In simple words, hub-and-spoke agreements can be understood as those in which one central entity (the hub) serves as a connecting point for multiple other entities (the spokes). These agreements can have various legal implications and may be subject to scrutiny under antitrust or competition laws in some cases.
Under the "Hub and Spoke Cartel" provision, competition authorities have the authority to investigate and take actions against entities beyond the immediate parties involved in anti-competitive conduct. The primary objective of the "Hub and Spoke" provision is to ensure that the authorities have the power to address anti-competitive practices comprehensively. This approach helps prevent the evasion of accountability by parties attempting to shield themselves from liability. Furthermore, the provision serves to protect competition and consumers by addressing the ripple effects of anti-competitive practices. It acknowledges that collusion or anti-competitive agreements can impact the competitive dynamics of the entire market, leading to increased prices, reduced innovation, and limited consumer choice.
In the Indian context, in the absence of such a provision, it was difficult for the Competition Commission of India (CCI) to deal with such cases where such arrangements had been entered into by the parties. In the past, CCI had received information where allegations were levied against the opposite parties engaging in a "Hub and Spoke" kind of arrangement. The first case of its kind received by the CCI can be considered Jasper Infotech (Snapdeal) v. Kaff Appliances) where claims of developing hub-and-spoke cartels were leveled against the opposition party (OP) by the informant. However, the CCI, in its order passed under Section 26(1), directed the Director General (the DG’), which is the investigation wing of the Commission, to only investigate the alleged contravention of the provision of "resale price management" under Section 3(4)(e) of the Act, i.e., vertical agreements, in the absence of a specific provision for "Hub and Spoke" in the Act.
━━━━
→ **Using the information**
(a) From the passage on hub-and-spoke agreements, list the effects on the market that it says collusion or anti-competitive agreements can lead to.
(b) Copy the part of the passage on hub-and-spoke agreements that opens with the words containing "In simple words, hub-and-spoke" and closes with "in some cases.".
(c) Answer these questions from the passage on hub-and-spoke agreements:
(i) What is the central entity in a hub-and-spoke agreement called?
(ii) Under which section did the CCI pass its order in the first case of its kind?
(iii) What is the investigation wing of the Commission called?

→ **Material provided**
━━━━
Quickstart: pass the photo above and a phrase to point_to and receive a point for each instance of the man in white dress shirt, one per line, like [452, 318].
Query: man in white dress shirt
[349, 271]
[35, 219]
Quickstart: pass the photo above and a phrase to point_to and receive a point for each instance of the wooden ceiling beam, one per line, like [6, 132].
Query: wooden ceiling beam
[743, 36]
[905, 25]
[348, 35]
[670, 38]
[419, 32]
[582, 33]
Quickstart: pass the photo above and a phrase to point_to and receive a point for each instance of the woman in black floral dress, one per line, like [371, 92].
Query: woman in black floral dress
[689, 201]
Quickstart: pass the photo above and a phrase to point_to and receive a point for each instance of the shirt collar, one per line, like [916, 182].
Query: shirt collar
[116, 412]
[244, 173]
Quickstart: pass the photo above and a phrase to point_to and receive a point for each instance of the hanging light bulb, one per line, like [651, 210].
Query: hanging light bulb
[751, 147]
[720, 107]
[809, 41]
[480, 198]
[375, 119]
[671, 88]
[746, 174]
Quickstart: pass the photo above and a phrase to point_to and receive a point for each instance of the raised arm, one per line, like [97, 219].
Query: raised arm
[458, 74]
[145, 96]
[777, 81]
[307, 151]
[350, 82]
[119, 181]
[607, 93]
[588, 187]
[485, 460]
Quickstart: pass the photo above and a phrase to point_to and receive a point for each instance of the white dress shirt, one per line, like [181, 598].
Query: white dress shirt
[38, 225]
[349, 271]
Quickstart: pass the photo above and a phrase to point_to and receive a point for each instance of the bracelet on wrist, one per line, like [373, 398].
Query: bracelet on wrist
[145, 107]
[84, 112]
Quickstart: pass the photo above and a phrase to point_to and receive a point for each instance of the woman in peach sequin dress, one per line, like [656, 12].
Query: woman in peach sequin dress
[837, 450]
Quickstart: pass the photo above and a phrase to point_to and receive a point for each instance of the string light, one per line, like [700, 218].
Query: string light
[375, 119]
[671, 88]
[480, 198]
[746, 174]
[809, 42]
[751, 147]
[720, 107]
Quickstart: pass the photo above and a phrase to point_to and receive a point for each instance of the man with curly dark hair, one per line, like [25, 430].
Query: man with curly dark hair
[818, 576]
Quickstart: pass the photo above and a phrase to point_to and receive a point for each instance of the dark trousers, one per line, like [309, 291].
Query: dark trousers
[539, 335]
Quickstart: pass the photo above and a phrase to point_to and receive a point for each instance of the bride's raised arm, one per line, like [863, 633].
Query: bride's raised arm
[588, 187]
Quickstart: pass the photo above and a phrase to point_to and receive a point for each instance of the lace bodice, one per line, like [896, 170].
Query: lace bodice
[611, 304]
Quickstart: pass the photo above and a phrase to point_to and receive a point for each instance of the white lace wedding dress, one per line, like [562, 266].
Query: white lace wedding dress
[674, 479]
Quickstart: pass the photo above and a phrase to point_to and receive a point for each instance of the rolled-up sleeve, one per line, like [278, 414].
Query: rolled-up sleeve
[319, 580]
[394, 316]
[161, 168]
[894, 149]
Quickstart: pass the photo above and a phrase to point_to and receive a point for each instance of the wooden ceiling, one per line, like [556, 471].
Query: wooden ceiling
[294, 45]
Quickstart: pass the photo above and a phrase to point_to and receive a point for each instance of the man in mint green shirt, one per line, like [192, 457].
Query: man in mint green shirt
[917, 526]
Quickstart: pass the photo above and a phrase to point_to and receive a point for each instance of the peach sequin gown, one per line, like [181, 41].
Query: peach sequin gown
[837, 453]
━━━━
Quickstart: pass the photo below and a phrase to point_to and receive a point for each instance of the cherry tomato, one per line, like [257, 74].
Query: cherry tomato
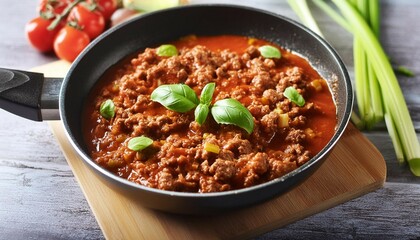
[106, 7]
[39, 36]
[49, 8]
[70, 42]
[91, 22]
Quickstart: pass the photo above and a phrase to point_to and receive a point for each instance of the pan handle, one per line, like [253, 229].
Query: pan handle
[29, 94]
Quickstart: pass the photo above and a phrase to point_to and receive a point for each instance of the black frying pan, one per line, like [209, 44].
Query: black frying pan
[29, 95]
━━━━
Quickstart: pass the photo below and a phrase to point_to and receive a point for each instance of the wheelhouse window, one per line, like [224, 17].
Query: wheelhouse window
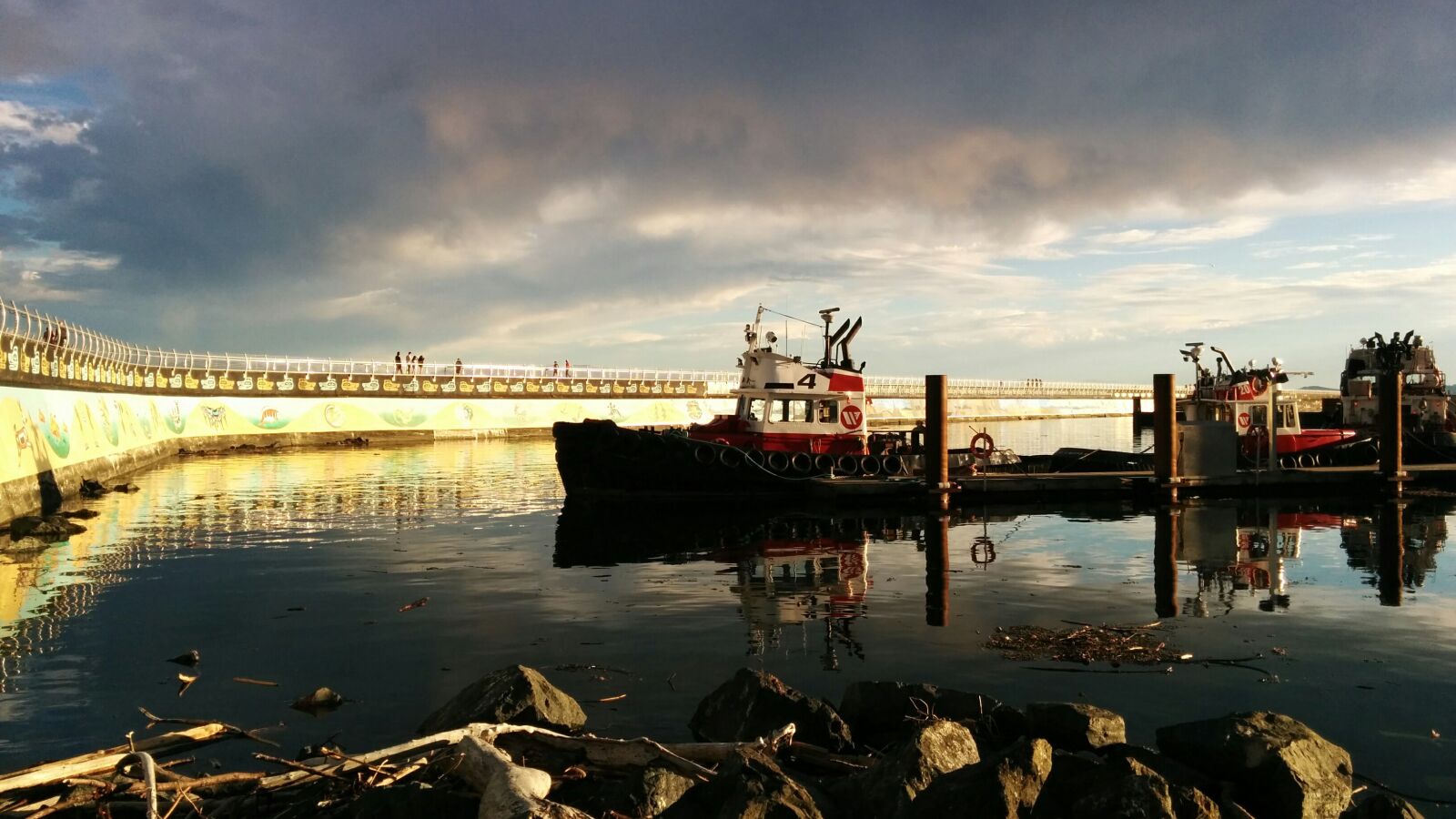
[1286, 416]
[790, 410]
━━━━
→ **Expected responses**
(a) Increased prices, reduced innovation, limited consumer choice

(b)
In simple words, hub-and-spoke agreements can be understood as those in which one central entity (the hub) serves as a connecting point for multiple other entities (the spokes). These agreements can have various legal implications and may be subject to scrutiny under antitrust or competition laws in some cases.

(c)
(i) The hub
(ii) Section 26(1)
(iii) The Director General (the DG)